§ **Short exercise**: Reproduce the stretch of rows from the line containing "Point out the curb" through the end of the rows, requests included, shifting every coordinate in the answers by -120.

Excerpts of pointing data
——————————
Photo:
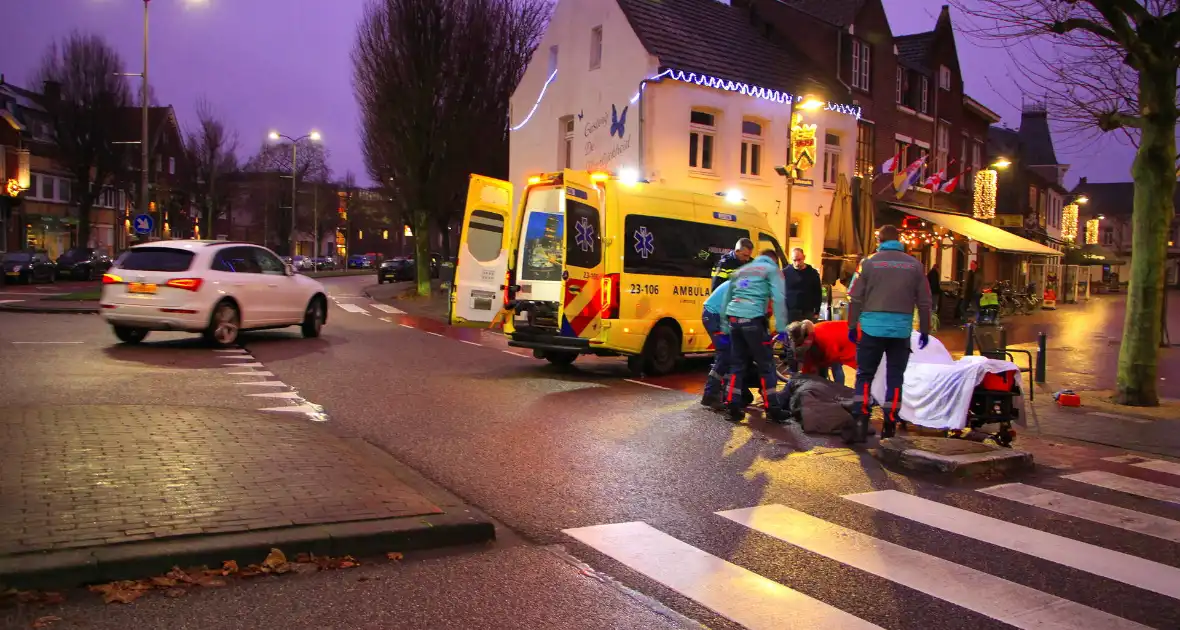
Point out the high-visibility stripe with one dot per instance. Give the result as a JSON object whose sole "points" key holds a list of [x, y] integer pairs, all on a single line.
{"points": [[988, 595], [1093, 559], [1127, 484], [1088, 510], [732, 591]]}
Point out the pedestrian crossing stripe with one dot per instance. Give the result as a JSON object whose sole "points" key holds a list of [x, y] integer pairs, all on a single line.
{"points": [[1093, 559], [988, 595]]}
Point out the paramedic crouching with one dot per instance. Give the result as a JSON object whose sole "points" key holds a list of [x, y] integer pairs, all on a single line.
{"points": [[745, 322], [884, 293]]}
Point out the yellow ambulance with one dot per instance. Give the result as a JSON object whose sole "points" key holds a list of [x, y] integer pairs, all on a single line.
{"points": [[597, 263]]}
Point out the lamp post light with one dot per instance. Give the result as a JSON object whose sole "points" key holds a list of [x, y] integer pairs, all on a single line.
{"points": [[290, 238]]}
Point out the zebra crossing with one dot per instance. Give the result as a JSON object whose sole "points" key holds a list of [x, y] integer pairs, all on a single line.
{"points": [[1132, 579]]}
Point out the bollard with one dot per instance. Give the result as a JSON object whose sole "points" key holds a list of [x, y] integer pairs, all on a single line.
{"points": [[1041, 358]]}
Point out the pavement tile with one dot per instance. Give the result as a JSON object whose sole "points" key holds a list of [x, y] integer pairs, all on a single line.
{"points": [[84, 476]]}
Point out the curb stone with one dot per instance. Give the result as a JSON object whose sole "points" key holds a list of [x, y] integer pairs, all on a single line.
{"points": [[956, 458]]}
——————————
§ **Reply**:
Point out the curb stone with one dot per instance. Give the result as a JSON object whose sole "points" key holds a list of [x, y] integer pairs, all on a single line.
{"points": [[836, 338]]}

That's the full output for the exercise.